_Task directions_:
Please rewrite the data below, replacing "player's hand" with "athlete's hand" everywhere it occurs and leaving everything else unchanged.
[Start Data for processing]
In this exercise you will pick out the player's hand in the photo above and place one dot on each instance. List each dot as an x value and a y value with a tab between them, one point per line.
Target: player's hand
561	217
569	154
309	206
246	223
[End Data for processing]
_Solved problem_:
In this exercise you will pick out the athlete's hand in the photo above and place one dot on each instance. List each dot as an x value and a y value with a tab between them, one point per line.
Target: athlete's hand
561	217
569	154
309	206
246	223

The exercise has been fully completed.